_Document extract_.
[BEGIN]
We have fun spending time in the fresh air, running around, and believe it or not we can get language and relationship activities done at the park. Kids are very often on the move and that’s definitely developmentally appropriate. So, when we can find ways to enrich language skills and relationship skills while they’re moving, it is a win for everyone.
Very often when we think of speech and language skills, we think of words and the sounds we use to form the words. There are actually a set of skills children need before they use words; these are called prelinguistic communication skills. Prelinguistic communication skills include gestures, vocalizations, eye-gaze, and facial expressions. They include a set of skills called joint attention (when two people share an interest in an object and event) social reciprocity (or initiating conversation, turn-taking, and responding to communication). Most of the time babies are very skilled at prelinguistic communication by 9-15 months of age. Children with language delays and Autism may take more time to learn these skills and require specific practice.
The park can be a great place to work on these skills. The park allows your child to move around freely and engage their sensory motor skills, which may activate different parts of the brain, and help your child be more open to building relationships, and/or language skills.
Let’s start on the swings, because this is often the first thing a child can use at the park. Whether your child is sitting in a bucket swing or a regular swing try standing in front of them to push, this way you and your child are face to face. Once you’ve established swinging as a fun game, try holding the swing like you are ready to let go, but wait for your child to look at you. Once they look at you, let them go and say “swing”, “weee”, or “go”. That way you’ve established joint attention, reinforced the eye-contact and given a language model. To build on this and sustain the eye-gaze for longer you can say “ready-set-go” or “one-two-three-go.” Once you’ve established joint attention, you can build anticipation by changing the amount of time you wait between words in the phrase. Finally, wait until your child gestures, signs, or uses a word before you let go. Remember the rule of plus one/two: for every word your child says you repeat the phrase adding one-two words to help build language skills.
After the swing, the slide is a great way to work on language and relationship skills. Let your child climb to the top of the slide and then playfully block them from going down. Again, you can wait for eye-contact, a gesture, or a word to move out of the way. Great vocabulary words to work on with the slide include: go, stop, up, down, high, low, slow and fast. If you are at a park that has a double slide, try going down next to your child. At the bottom try to sustain their attention with a high-five and say “we did it!” See if you’ll child will request ‘more slide’ thereby building more social reciprocity into the activity by extending the turn taking. You can see how long you can keep the turn taking going by keeping the sliding game fun.
[END]
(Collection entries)
[BEGIN]
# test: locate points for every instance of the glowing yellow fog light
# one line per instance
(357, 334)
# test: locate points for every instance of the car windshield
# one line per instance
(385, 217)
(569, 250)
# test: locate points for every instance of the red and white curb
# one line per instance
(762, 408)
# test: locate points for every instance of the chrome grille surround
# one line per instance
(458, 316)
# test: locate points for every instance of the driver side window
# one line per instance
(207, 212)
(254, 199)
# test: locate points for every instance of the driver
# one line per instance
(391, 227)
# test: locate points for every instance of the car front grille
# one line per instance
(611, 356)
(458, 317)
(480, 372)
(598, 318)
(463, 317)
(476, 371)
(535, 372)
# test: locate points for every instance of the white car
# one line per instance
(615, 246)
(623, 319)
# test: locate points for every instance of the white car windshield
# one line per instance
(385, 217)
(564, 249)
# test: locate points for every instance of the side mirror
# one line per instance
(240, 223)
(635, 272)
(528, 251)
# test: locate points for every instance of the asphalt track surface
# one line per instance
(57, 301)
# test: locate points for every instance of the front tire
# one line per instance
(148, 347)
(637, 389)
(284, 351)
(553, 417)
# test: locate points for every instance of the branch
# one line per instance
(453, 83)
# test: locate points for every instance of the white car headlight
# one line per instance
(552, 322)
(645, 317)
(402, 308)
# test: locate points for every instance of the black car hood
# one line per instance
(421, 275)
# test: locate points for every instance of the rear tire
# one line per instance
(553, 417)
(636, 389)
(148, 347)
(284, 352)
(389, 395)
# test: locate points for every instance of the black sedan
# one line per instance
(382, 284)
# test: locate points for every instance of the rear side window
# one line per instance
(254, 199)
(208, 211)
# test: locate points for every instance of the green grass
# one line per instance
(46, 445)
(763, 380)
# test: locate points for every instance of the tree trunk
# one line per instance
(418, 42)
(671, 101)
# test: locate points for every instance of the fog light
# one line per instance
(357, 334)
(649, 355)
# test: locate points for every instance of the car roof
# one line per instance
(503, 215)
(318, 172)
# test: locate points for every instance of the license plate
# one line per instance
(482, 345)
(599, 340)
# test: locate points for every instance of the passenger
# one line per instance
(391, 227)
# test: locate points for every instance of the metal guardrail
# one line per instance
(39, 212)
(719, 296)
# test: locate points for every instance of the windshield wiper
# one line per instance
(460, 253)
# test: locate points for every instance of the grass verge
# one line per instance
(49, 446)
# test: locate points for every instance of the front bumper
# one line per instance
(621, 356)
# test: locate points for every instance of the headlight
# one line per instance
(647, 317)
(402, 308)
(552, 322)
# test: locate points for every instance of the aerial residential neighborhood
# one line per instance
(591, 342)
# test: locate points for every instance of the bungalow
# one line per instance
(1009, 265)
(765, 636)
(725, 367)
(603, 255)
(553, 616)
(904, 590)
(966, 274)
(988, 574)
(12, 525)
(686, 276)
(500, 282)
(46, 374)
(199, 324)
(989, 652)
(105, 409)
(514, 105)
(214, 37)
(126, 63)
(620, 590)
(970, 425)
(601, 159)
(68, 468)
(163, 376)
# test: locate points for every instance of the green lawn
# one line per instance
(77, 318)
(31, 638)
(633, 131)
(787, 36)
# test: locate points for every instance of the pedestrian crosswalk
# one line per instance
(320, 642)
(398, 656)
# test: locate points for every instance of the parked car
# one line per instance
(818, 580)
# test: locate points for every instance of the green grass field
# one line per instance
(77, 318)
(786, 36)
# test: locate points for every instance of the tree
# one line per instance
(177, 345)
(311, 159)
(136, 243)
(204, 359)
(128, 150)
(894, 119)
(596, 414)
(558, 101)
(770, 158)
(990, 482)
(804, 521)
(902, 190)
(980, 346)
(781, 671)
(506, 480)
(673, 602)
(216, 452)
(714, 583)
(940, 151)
[END]
_The tasks_.
1: Reproduce word for word the stretch of the park language activities text from "Very often when" through "require specific practice.".
2: In the park language activities text, by what age are most babies very skilled at prelinguistic communication?
3: Please extend the park language activities text, picking up after its final sentence.

_Response list_.
1:
Very often when we think of speech and language skills, we think of words and the sounds we use to form the words. There are actually a set of skills children need before they use words; these are called prelinguistic communication skills. Prelinguistic communication skills include gestures, vocalizations, eye-gaze, and facial expressions. They include a set of skills called joint attention (when two people share an interest in an object and event) social reciprocity (or initiating conversation, turn-taking, and responding to communication). Most of the time babies are very skilled at prelinguistic communication by 9-15 months of age. Children with language delays and Autism may take more time to learn these skills and require specific practice.

2: By 9-15 months of age.

3:
Another structure we like to play with at the park is the merry-go-round. My favorite thing to do with the merry-go-round is to sing a simple song:
“Round and Round on the merry-go-round
Round and Round on the merry go-round
Round and Round on the merry-go-round
You do exactly what the words say and then wait for your child to look at you, gesture, or request more. Songs are great way to help promote language learning. They have predictable words in a predictable order, they may have predictable actions your child can do, and they lend themselves to predictable turn-taking. Once your child is familiar with this song or any song, pause and see if your child will fill in the next word/phrase. If they do keep singing and try pausing in more places. If your child doesn’t fill in the word, fill in the words for them after the pause and try again another time. Another song you can sing with the merry-go-round is Ring-Around-the-Rosey, instead of falling down you can say, “stop.”
Once your child tries some of these activities at the park they will become part of a routine, or predictable pattern which young children and children with Autism and language delays love. The routine you build will not only help build social communication, and expressive communication but also comprehension. Once you have a well established routine try changing things up just a little. For example, try spinning the swing instead of pushing it back and forth. This may surprise your child, which may cause him to look at you and smile (i.e. joint attention), and it will give your child something else to request in the future (i.e. social reciprocity).
Other language building activities to expand park play include:
The most important thing to remember is to have fun with your child at the park. We all learn best when we are interested in the activity and when we are having fun.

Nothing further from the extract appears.